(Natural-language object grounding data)
————————
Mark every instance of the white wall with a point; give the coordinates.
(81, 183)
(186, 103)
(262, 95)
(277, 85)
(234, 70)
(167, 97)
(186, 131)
————————
▶ **TASK GOAL**
From the records above, extract each line exactly as shown.

▶ **RESPONSE TO THE TASK**
Mark every instance of the white wall with a point; give the coordinates.
(81, 183)
(186, 103)
(262, 95)
(277, 85)
(234, 70)
(167, 97)
(186, 131)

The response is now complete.